Segment Start: TEXT SEGMENT

How do you know if you are at risk of developing osteoporosis?

Osteoporosis is a fairly common condition that affects around three million people in the UK. It weakens bones, making them fragile and more likely to break.

Every year there are more than 300,000 people that receive hospital treatment for fragility fractures caused by osteoporosis. These are fractures that occur from standing height or less, and although wrist fractures, hip fractures and fractures of the vertebrae are the most common type of breaks that occur they can also occur in other bones, such as in the arm, ribs or pelvis.

There are usually no warnings you’ve developed osteoporosis and it’s often only diagnosed when a bone is fractured after what is often a minor fall.

What causes osteoporosis?

You gradually start to lose bone density from about 35 years of age. Women lose bone density more rapidly in the first few years after menopause. Losing bone density is a normal part of the ageing process, but for some people it can lead to osteoporosis and an increased risk of fractures.

There are other factors that increase your risk of developing osteoporosis and these include:

Inflammatory conditions
Conditions that affect the hormone-producing glands
A family history of osteoporosis, particularly history of a hip fracture in a parent
Long-term use of certain medications that affect bone strength or hormone levels
Malabsorption problems
Heavy drinking and smoking

How is osteoporosis diagnosed?

Segment End: TEXT SEGMENT

▶ _WORK ORDER 1_:
Answer these from the osteoporosis text:
(a) About how many people in the UK does osteoporosis affect?
(b) From roughly what age do people gradually start to lose bone density?
(c) Which fractures are the most common type of breaks?
▶ _WORK ORDER 2_:
Does each statement agree with the osteoporosis text?
(a) Osteoporosis usually gives clear warnings before a bone breaks.
(b) Women lose bone density more rapidly in the first few years after menopause.
(c) Fragility fractures occur only in the wrist, hip and vertebrae.
▶ _WORK ORDER 3_:
Can you extend the osteoporosis text by writing the section that follows its last heading, "How is osteoporosis diagnosed?"

Segment Start: MATERIAL PROVIDED

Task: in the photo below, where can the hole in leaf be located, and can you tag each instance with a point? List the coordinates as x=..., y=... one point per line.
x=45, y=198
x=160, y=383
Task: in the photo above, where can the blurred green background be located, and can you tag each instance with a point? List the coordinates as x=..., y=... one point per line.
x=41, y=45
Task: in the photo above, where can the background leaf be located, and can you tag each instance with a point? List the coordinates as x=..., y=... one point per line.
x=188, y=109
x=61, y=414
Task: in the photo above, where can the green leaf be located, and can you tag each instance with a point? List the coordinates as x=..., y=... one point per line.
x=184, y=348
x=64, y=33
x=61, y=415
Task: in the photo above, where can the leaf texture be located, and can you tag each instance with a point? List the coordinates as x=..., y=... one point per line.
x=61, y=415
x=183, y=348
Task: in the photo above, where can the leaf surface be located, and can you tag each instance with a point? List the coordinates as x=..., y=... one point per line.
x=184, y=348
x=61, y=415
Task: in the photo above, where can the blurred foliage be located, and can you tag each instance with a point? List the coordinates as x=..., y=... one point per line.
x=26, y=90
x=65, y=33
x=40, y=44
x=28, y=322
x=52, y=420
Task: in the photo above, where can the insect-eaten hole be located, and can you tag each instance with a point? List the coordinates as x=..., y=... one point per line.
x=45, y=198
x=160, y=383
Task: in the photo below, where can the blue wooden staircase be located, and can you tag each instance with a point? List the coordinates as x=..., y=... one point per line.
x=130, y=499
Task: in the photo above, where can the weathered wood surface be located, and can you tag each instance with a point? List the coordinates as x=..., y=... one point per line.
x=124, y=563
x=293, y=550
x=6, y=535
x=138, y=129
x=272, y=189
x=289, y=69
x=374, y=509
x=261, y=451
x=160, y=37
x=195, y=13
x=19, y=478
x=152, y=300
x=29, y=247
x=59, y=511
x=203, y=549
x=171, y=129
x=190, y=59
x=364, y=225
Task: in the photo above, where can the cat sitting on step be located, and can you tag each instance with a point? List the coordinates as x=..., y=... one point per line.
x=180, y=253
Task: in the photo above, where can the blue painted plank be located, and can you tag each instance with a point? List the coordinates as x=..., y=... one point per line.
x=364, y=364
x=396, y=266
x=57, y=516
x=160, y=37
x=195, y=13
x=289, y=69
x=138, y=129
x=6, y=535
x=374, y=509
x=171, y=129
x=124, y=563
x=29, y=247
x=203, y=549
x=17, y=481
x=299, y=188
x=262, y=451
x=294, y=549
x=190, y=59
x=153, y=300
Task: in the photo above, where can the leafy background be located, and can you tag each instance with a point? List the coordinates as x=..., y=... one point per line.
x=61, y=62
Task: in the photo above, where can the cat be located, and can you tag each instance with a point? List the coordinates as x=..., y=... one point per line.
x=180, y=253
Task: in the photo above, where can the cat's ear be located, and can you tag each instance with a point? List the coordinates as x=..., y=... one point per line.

Segment End: MATERIAL PROVIDED

▶ _EXERCISE OUTPUT 1_:
(a) Around three million people.
(b) From about 35 years of age.
(c) Wrist fractures, hip fractures and fractures of the vertebrae.

▶ _EXERCISE OUTPUT 2_:
(a) No: "There are usually no warnings you’ve developed osteoporosis."
(b) Yes: "Women lose bone density more rapidly in the first few years after menopause."
(c) No: "they can also occur in other bones, such as in the arm, ribs or pelvis."

▶ _EXERCISE OUTPUT 3_:
If your practitioner suspects you have a raised risk of osteoporosis after taking a short medical history, they may refer you for a scan to measure your bone mineral density. This type of scan is known as a DEXA (DXA) scan. It’s a short, painless procedure using low emission X-rays from which your bone mineral density can then be used to assess your fracture risk.

What happens next?

The decision about what treatment you have, if any, will depend on your risk of fracture. This will be based on a number of factors, such as your age, medical history and the results of your DXA scan. Even where there is little risk, advice can be given about how to keep bones healthy and avoid future problems.